● **WHAT YOU HAVE TO DO**
Copy the records from the line containing "Note: indicate the car windshield" through the line containing "<point>198,133</point>", requests included, offsetting each coordinate in the answers by 30. Reproduce nothing else.
## begin GIVEN INFORMATION
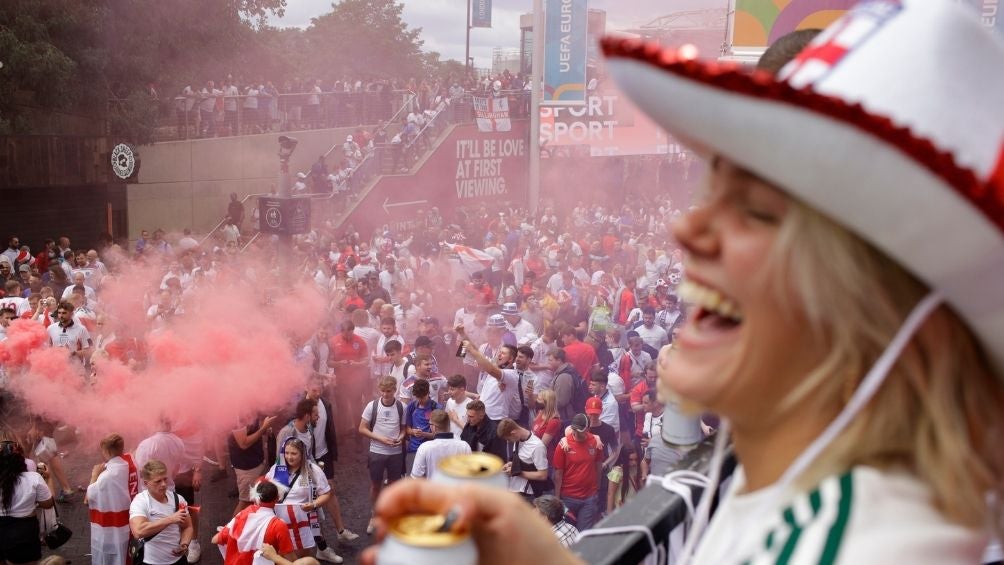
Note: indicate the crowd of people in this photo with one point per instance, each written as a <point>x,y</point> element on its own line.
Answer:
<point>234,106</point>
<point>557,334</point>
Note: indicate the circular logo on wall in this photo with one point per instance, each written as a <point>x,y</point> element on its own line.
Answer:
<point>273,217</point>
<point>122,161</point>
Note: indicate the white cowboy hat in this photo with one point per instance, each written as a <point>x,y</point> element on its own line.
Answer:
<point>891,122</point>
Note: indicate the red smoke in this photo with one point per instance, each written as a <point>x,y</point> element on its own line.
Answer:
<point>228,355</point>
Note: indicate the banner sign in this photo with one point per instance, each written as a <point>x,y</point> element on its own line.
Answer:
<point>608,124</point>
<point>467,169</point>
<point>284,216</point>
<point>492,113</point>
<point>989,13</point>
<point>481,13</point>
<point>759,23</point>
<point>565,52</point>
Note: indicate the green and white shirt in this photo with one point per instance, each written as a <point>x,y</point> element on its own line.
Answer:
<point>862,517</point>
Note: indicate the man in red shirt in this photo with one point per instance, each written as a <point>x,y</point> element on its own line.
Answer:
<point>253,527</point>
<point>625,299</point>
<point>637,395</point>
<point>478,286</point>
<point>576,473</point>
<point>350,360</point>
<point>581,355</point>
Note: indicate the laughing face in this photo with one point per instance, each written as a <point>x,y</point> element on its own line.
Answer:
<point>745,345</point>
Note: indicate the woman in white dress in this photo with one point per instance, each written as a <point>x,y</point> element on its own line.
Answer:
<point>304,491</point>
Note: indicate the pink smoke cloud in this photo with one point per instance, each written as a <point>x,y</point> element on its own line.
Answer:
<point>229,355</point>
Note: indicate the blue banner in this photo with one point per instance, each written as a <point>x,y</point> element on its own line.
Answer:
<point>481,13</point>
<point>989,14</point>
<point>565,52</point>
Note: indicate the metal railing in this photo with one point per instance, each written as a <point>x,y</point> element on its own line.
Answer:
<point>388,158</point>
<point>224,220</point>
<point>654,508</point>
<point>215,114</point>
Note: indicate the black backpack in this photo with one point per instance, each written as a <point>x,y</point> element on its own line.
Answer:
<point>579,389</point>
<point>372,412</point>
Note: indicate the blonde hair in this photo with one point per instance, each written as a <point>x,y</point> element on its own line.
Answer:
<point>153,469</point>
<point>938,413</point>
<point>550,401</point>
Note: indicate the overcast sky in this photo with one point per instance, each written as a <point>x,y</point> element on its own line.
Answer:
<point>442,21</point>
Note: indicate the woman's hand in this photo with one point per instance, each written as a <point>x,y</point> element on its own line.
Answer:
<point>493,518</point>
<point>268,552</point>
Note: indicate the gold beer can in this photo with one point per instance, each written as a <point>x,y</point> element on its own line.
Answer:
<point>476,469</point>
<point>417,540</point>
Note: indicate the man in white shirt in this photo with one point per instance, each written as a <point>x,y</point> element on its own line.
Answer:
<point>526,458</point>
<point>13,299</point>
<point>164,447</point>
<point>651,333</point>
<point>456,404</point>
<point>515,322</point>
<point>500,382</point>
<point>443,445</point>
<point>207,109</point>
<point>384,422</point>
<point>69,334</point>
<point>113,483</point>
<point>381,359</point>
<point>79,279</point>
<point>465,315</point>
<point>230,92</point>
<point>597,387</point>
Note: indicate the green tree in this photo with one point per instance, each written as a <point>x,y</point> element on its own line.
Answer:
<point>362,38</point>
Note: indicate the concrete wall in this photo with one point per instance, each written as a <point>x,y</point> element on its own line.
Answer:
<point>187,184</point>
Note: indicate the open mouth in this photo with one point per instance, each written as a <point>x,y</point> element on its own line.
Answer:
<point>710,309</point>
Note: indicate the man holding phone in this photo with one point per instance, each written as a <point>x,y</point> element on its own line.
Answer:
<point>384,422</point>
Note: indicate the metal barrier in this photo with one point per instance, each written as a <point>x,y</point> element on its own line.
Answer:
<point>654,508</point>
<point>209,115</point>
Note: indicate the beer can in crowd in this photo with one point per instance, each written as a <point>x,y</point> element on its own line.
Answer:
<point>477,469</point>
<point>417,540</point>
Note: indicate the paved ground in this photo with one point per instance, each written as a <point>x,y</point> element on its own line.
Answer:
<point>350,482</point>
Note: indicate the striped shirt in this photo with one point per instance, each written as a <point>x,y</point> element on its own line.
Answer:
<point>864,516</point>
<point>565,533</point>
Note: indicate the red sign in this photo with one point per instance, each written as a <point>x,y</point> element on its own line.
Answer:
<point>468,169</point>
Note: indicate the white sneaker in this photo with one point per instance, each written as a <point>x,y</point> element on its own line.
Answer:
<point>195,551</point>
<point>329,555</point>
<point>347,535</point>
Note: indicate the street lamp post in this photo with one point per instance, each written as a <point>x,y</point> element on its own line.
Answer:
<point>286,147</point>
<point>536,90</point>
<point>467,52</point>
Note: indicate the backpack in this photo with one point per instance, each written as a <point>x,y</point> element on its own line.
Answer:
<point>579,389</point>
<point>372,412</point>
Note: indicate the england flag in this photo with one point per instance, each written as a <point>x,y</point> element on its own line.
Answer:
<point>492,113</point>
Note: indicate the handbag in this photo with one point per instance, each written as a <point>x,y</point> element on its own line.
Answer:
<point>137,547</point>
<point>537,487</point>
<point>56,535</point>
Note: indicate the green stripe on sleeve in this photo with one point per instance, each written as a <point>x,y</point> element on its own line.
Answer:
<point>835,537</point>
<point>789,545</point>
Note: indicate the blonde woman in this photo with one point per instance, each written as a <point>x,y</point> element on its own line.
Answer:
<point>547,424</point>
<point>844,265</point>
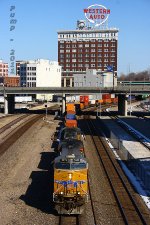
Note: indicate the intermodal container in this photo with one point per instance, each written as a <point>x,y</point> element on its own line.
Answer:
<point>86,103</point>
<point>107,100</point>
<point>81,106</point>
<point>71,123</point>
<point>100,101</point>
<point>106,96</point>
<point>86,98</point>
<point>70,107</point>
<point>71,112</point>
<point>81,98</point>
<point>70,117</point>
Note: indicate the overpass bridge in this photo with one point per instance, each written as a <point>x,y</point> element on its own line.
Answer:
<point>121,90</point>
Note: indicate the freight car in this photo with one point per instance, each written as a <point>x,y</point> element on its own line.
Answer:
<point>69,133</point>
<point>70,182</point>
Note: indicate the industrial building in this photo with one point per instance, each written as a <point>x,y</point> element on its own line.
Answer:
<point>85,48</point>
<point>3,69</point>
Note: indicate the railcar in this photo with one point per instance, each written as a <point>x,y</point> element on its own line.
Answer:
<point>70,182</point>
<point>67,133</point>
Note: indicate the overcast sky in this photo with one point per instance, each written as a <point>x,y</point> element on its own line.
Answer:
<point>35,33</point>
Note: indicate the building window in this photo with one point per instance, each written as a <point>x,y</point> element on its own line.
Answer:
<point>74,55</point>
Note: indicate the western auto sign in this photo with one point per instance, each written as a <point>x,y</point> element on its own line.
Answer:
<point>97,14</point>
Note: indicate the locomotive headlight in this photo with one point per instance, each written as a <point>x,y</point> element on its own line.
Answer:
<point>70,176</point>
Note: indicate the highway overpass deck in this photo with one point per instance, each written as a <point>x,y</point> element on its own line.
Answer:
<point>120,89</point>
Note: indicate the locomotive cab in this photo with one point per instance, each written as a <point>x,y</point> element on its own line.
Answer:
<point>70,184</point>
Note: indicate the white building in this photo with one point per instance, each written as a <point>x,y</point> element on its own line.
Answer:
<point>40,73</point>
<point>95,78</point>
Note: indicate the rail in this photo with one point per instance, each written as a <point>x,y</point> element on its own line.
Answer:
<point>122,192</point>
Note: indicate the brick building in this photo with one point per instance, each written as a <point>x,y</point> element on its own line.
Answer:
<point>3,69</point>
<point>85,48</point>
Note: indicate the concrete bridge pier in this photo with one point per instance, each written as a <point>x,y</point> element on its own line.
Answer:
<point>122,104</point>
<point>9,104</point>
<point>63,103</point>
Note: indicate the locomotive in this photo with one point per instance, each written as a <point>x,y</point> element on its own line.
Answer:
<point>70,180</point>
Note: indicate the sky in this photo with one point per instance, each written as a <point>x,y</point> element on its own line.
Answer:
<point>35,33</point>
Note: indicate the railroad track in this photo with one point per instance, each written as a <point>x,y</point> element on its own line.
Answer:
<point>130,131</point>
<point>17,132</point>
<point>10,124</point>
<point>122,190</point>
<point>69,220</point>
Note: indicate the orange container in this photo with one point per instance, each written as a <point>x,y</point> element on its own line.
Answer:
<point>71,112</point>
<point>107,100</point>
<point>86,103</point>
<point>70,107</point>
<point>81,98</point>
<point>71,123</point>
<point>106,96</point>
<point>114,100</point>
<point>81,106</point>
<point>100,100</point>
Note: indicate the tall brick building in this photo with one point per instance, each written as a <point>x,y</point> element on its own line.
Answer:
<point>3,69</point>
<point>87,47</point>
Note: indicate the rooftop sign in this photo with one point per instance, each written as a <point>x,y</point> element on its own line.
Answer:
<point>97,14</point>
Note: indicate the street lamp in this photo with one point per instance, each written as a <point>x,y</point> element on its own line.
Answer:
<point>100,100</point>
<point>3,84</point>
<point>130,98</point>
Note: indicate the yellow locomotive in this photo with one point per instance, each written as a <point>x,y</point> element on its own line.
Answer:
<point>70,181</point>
## end GIVEN INFORMATION
## begin GIVEN INFORMATION
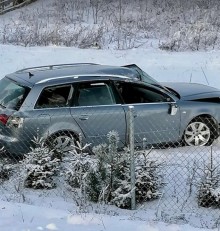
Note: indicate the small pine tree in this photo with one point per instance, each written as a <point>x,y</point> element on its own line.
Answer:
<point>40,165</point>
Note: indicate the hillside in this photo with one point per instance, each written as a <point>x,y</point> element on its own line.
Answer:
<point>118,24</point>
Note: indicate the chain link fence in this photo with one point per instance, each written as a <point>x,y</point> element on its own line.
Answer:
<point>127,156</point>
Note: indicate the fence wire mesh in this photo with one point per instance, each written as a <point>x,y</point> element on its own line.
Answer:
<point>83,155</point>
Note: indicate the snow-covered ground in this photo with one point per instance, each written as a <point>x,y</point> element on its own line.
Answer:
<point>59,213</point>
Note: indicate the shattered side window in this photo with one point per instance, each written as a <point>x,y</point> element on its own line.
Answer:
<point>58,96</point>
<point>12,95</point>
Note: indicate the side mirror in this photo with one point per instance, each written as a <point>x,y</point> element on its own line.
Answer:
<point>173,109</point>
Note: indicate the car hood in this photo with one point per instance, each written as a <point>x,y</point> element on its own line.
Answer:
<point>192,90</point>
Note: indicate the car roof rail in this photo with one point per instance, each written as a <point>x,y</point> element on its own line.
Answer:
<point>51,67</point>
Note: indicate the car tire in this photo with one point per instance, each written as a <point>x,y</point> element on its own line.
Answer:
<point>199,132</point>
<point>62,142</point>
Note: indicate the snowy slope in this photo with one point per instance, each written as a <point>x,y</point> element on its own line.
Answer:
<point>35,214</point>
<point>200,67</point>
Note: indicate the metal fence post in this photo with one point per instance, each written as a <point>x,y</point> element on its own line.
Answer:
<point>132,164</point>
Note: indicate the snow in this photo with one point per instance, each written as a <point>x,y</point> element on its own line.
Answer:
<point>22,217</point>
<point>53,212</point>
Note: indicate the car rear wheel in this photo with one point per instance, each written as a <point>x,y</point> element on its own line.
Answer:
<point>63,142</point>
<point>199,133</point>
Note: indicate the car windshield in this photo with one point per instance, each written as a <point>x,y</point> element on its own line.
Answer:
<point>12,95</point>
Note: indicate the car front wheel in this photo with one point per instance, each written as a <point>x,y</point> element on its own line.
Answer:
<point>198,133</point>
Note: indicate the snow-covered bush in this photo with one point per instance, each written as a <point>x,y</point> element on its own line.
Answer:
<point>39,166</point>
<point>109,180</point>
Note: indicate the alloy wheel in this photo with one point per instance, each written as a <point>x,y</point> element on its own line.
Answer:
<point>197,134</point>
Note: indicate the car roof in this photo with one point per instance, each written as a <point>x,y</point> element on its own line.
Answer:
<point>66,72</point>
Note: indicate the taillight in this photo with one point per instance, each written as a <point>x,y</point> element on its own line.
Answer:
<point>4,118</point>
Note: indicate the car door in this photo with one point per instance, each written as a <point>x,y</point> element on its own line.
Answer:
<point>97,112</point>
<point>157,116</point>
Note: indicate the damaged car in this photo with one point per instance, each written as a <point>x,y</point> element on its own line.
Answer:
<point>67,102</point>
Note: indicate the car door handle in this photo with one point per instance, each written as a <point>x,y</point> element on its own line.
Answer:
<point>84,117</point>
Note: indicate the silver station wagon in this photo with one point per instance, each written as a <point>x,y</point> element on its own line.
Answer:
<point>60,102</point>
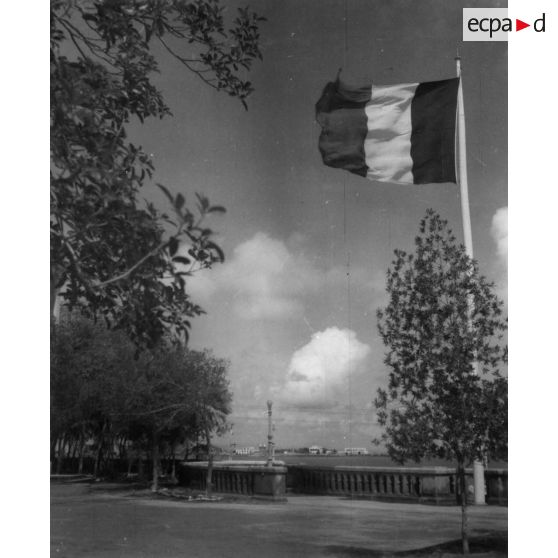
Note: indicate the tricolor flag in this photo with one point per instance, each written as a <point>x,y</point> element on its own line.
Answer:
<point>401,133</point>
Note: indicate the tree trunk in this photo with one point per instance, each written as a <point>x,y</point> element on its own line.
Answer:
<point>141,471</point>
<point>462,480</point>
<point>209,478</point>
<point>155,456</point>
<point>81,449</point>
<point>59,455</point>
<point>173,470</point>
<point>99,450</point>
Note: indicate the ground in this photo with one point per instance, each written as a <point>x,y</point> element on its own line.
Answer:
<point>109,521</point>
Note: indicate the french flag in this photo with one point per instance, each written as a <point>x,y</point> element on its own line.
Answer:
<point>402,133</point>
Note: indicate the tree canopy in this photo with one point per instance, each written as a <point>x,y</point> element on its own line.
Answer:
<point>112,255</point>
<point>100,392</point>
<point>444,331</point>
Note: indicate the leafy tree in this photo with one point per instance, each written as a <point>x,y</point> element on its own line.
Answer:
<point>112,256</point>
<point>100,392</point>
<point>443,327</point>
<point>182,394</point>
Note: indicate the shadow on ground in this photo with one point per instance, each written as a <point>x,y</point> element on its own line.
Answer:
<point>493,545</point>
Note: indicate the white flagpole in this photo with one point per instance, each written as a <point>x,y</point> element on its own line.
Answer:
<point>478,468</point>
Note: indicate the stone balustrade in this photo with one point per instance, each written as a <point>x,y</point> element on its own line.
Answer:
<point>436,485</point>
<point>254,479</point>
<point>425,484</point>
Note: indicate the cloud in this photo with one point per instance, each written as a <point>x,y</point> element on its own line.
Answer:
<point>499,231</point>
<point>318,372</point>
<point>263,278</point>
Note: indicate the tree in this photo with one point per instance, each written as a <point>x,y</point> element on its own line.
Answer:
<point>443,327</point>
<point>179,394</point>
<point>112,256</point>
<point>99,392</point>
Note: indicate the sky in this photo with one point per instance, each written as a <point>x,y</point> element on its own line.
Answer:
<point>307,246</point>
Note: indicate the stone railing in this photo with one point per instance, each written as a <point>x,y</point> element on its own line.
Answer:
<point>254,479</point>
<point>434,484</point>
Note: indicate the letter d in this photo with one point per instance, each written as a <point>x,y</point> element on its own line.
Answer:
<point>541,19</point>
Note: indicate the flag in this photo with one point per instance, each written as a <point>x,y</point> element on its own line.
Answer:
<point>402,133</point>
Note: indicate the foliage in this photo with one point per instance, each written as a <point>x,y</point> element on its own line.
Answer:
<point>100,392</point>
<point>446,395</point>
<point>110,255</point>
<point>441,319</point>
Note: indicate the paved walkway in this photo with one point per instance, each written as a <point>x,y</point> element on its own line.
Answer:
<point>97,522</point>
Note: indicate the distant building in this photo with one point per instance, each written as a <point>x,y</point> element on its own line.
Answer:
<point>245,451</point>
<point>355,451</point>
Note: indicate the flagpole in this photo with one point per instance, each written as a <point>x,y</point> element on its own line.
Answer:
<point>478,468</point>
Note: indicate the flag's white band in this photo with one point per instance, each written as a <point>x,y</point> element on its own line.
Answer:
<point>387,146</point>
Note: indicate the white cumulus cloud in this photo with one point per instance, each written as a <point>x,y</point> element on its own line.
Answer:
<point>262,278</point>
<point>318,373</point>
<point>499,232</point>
## end GIVEN INFORMATION
## begin GIVEN INFORMATION
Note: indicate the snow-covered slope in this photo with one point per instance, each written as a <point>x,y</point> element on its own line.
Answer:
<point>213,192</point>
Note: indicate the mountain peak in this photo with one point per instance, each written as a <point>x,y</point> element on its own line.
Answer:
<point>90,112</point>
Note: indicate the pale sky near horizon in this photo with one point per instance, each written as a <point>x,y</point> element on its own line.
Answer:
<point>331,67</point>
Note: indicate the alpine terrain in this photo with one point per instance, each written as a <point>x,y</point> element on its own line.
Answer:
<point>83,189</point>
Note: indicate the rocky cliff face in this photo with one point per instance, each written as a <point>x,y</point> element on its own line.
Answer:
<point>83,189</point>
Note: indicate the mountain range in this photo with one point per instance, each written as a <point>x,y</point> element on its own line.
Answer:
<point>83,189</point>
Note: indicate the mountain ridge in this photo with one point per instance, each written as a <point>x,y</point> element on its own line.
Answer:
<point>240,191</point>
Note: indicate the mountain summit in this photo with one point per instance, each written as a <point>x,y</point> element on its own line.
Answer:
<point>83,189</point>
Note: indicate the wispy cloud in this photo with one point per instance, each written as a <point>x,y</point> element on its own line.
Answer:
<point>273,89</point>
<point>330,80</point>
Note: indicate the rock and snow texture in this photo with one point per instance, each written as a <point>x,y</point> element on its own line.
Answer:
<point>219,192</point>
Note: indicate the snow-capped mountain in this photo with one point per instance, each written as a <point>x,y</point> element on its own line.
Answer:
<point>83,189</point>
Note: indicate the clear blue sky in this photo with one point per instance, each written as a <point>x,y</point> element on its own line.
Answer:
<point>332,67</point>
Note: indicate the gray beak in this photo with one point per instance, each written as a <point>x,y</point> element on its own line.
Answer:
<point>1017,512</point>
## end GIVEN INFORMATION
● **PROBLEM SOLUTION**
Note: indicate the car windshield in this photo with one point per instance, each written as a <point>x,y</point> element on its own line.
Answer:
<point>42,125</point>
Note: indicate the car front wheel in this photo with one point per instance, each written as a <point>x,y</point> element on its own line.
Answer:
<point>228,163</point>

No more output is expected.